* [Source records]

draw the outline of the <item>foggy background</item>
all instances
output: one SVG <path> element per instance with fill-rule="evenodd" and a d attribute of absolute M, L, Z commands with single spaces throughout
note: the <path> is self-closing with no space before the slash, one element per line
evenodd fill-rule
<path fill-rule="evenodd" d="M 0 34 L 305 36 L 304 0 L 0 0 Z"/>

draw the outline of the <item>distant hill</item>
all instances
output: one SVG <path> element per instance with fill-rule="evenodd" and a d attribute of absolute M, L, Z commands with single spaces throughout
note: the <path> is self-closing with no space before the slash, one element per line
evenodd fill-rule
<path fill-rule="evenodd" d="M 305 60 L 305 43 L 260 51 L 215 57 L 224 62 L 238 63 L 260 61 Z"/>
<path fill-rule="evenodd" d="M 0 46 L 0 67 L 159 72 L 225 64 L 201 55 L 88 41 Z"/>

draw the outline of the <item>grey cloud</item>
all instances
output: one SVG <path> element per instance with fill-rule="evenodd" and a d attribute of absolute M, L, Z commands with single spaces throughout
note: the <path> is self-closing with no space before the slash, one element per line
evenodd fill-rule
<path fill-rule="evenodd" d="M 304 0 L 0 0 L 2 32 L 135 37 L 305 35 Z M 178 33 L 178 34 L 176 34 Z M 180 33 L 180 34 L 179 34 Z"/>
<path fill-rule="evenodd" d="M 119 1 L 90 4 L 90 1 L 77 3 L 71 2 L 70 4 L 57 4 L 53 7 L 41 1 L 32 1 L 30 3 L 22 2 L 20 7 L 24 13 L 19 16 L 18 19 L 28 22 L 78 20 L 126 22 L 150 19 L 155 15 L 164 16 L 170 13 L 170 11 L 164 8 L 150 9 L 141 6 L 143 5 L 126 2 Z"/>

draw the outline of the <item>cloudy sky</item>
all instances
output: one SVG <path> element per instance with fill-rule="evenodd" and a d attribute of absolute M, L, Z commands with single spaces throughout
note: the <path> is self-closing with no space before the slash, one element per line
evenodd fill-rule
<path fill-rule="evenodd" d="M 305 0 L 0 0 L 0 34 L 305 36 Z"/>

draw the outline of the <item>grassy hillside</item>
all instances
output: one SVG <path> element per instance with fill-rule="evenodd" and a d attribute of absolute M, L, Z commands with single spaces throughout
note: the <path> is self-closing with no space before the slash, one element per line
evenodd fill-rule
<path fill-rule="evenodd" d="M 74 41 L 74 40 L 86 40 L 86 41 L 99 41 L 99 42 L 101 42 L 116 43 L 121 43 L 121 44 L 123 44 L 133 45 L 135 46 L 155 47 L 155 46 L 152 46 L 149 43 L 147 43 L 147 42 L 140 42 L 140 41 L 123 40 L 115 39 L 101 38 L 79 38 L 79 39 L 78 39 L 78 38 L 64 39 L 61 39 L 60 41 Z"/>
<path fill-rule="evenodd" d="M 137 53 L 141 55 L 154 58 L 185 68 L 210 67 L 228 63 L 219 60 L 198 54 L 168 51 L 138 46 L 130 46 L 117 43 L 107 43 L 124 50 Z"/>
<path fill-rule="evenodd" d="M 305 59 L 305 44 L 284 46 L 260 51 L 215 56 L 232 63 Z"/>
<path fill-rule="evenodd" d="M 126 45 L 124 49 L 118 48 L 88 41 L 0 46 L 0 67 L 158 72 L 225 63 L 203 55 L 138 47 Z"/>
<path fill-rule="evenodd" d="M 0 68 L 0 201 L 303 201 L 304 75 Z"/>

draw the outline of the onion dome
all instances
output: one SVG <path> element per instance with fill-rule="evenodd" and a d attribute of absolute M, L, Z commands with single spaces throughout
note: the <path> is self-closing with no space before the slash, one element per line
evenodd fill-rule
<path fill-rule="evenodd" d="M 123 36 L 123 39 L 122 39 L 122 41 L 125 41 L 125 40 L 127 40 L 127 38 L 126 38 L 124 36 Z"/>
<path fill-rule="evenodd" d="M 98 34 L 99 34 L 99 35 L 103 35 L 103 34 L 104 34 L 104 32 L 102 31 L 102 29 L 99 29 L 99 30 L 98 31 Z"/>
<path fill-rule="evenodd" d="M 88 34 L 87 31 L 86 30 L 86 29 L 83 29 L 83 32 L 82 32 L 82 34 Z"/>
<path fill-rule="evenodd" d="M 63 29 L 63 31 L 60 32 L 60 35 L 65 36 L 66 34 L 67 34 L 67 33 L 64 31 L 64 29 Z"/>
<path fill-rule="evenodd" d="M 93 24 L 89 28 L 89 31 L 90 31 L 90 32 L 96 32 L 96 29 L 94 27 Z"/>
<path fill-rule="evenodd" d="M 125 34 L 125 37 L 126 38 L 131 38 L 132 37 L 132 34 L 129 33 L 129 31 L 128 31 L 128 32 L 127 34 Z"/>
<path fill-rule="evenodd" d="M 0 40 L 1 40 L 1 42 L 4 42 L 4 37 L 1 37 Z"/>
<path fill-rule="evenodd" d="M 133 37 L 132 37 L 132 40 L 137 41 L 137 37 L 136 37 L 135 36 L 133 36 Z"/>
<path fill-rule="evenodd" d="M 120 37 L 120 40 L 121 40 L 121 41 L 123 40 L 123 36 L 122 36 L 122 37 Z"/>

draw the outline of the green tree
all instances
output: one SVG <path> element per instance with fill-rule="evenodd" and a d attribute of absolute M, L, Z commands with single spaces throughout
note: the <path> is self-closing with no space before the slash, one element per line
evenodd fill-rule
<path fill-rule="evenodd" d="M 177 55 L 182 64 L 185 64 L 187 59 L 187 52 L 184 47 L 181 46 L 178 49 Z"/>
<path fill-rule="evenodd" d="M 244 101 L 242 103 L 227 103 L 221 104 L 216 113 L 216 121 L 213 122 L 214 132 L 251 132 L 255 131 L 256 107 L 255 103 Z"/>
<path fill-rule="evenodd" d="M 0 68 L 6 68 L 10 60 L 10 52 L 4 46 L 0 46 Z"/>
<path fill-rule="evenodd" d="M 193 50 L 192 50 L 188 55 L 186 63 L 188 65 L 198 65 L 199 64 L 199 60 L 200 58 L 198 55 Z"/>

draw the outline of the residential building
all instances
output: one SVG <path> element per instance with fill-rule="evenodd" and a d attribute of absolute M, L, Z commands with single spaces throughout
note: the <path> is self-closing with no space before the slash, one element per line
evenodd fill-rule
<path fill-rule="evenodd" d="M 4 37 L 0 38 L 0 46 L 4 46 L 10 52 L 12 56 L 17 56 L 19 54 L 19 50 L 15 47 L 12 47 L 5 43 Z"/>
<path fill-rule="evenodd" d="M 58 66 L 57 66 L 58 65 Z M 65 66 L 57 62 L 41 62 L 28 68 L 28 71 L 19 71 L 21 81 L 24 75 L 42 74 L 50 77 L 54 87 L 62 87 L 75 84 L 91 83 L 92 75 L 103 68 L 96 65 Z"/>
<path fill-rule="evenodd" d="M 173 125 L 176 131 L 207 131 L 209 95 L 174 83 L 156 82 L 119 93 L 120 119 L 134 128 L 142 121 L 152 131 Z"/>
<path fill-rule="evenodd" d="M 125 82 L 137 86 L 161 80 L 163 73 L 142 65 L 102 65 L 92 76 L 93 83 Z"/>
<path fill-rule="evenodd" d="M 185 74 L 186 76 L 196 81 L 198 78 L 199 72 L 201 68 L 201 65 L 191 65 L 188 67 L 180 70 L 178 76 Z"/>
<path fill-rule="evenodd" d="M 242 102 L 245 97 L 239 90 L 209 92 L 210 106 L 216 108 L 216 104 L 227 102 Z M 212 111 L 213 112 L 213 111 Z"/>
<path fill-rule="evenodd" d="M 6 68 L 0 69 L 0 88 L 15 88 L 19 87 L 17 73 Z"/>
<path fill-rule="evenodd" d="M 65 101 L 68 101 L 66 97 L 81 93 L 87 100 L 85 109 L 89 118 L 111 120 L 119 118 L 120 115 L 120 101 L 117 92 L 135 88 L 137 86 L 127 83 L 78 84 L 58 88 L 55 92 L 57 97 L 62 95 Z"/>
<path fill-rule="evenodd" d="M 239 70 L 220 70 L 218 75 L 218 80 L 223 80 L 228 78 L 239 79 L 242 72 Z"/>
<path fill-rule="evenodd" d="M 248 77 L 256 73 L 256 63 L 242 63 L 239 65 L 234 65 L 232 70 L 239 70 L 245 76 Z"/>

* [Problem to solve] Report every line of the records above that contains the word "outline", copying each line in full.

* [Task result]
draw the outline of the <item>foggy background</item>
draw the outline of the <item>distant hill</item>
draw the outline of the <item>grey cloud</item>
draw the outline of the <item>cloudy sky</item>
draw the outline of the <item>grassy hillside</item>
draw the outline of the onion dome
draw the outline of the green tree
draw the outline of the residential building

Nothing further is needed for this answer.